Which lines run from the one containing "If you could put a dot on the orange" to the end of the entries? Copy them exactly, both ends included, and give nothing else.

* _Dataset excerpts_

---+---

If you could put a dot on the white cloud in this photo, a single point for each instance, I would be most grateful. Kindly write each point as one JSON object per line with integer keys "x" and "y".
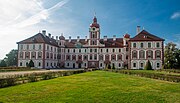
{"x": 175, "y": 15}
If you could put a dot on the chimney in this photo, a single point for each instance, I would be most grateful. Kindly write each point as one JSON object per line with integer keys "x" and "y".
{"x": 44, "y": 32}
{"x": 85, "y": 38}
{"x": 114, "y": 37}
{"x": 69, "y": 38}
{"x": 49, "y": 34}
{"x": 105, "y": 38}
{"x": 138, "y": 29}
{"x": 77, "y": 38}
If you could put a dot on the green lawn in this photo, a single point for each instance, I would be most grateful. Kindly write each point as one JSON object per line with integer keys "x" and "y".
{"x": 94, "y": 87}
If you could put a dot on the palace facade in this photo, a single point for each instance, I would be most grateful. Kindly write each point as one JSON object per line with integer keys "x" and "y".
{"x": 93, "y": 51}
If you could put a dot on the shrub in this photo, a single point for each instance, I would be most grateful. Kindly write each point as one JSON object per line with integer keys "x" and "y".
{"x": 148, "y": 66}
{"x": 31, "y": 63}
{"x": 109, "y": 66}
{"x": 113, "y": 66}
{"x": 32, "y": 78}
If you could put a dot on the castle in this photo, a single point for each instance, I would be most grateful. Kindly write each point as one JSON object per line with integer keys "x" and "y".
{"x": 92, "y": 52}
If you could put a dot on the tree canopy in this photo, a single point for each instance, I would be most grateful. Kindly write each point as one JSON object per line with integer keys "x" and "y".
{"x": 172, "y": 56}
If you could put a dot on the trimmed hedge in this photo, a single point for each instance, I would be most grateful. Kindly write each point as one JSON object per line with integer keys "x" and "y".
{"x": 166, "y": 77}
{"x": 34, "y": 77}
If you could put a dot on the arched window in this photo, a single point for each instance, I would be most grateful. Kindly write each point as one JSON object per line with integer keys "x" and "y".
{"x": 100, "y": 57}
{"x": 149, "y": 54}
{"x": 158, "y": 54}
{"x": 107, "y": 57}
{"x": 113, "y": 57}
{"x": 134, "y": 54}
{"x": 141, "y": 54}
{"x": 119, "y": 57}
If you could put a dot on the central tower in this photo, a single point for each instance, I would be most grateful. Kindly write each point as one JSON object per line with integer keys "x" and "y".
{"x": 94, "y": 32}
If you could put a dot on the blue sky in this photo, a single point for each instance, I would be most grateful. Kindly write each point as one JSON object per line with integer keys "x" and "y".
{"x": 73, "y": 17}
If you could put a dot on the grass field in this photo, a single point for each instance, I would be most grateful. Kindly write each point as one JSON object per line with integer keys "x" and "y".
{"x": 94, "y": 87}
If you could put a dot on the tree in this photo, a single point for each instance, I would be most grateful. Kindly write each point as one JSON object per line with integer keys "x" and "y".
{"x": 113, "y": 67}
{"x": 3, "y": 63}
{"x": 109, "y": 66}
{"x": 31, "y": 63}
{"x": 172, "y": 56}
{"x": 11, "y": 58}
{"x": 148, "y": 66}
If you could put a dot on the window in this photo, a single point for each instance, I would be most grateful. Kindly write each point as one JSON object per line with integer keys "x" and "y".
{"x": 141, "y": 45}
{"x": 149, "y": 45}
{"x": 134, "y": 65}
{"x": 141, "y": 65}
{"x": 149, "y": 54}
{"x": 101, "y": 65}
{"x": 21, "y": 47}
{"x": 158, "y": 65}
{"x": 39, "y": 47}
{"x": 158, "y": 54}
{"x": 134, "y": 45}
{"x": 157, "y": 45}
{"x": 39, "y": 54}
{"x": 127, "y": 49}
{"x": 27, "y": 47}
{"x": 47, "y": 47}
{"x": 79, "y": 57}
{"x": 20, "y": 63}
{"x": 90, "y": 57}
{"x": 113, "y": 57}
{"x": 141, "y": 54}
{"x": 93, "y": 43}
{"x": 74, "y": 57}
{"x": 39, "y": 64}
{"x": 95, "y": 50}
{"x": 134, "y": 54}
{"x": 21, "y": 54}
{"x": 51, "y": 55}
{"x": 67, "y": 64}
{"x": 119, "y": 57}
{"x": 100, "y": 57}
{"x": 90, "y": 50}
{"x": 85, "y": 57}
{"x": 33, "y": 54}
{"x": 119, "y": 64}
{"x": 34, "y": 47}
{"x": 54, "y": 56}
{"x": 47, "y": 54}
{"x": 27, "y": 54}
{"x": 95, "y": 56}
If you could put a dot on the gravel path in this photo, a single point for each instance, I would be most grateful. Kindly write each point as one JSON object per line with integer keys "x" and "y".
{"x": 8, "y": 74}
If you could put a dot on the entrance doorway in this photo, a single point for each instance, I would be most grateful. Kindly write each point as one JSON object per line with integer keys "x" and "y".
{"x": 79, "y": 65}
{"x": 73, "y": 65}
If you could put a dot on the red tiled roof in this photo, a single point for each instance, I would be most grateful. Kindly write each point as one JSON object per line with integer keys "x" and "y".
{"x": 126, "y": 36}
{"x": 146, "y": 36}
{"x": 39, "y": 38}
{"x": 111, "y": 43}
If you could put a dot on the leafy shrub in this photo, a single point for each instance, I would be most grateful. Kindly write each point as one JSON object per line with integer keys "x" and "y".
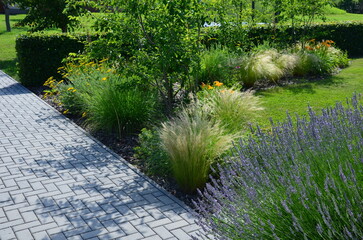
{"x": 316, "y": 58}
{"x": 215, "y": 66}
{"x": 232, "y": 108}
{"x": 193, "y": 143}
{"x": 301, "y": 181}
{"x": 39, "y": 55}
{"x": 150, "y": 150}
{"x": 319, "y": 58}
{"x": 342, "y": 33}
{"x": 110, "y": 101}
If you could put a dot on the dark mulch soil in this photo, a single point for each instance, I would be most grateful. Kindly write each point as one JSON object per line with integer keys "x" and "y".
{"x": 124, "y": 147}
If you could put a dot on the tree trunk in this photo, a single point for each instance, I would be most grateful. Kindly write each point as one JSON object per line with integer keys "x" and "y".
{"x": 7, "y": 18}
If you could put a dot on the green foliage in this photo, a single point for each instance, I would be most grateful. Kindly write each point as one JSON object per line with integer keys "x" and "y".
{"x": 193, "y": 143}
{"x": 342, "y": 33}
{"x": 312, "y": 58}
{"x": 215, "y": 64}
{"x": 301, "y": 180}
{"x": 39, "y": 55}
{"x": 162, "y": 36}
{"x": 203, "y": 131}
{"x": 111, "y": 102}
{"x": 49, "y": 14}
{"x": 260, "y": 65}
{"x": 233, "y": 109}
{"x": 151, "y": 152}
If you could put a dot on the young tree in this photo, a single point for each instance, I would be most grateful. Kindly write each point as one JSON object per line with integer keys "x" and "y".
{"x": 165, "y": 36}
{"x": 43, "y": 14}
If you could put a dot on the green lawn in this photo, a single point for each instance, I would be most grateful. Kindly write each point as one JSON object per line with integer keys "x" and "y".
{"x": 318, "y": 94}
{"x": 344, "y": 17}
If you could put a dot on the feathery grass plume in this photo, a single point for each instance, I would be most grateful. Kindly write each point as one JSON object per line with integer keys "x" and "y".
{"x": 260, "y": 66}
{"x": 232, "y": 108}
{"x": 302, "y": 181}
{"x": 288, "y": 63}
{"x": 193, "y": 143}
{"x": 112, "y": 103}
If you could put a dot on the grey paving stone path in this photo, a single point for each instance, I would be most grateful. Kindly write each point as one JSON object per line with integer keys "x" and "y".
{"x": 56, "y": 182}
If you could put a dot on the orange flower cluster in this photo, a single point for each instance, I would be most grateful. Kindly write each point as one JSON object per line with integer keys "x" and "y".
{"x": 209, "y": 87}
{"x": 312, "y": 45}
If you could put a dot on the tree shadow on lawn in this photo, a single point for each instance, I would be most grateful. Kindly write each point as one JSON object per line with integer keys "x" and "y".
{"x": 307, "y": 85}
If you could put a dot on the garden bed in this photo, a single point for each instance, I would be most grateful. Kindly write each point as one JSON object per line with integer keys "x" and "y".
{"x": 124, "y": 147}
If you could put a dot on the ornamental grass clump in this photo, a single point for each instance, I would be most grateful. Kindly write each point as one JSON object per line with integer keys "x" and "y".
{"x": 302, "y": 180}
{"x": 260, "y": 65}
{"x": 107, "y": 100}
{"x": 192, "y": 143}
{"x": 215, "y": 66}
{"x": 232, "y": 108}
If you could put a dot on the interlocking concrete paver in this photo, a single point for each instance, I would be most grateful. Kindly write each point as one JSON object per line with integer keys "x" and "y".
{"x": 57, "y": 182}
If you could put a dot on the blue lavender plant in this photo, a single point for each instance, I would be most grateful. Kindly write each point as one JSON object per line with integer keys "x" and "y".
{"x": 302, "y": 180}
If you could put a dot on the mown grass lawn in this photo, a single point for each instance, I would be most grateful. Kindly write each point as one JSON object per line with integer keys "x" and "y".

---+---

* _Response to the exercise_
If you could put a dot on the orange flower cluster in this photo, a single point for each instance, I would be most grateful. Kindly write each point as one JSON object per line with integer keys "x" and "y".
{"x": 209, "y": 87}
{"x": 312, "y": 45}
If you could put a dot on the tree shadow on lawn in this photo, a single point for each instance, I would be most grateful. Kindly write each point as one JSON object per line with integer keys "x" and "y".
{"x": 307, "y": 85}
If you could put a dot on the garden bed in this photo, a single point for each instance, I would be most grateful. Kindly write each point as one JSON object per line with integer keys "x" and "y".
{"x": 124, "y": 147}
If you could put a dot on the ornamental grass clump in this photo, a single point for each instance, I would be most grateful. Kindly write each point as one JSON object per line with integer keys "x" and "y".
{"x": 302, "y": 180}
{"x": 260, "y": 65}
{"x": 107, "y": 100}
{"x": 192, "y": 143}
{"x": 215, "y": 66}
{"x": 232, "y": 108}
If you could put a dot on the interlocking concrete paver in this photo, a single point for each instance, I would be most grateful. Kindly write each point as one JSON object per line with integer keys "x" and "y".
{"x": 57, "y": 182}
If you could put a dot on the blue lavender plant in this photo, a single point for each instance, I would be most grateful. Kindly write each point as one JSON object per line with integer keys "x" and "y".
{"x": 302, "y": 180}
If you could put a dot on the mown grass lawn in this photo, a single point for each instance, I would be most grateful. Kindly write each point as one JSON object per line with integer keys "x" and "y".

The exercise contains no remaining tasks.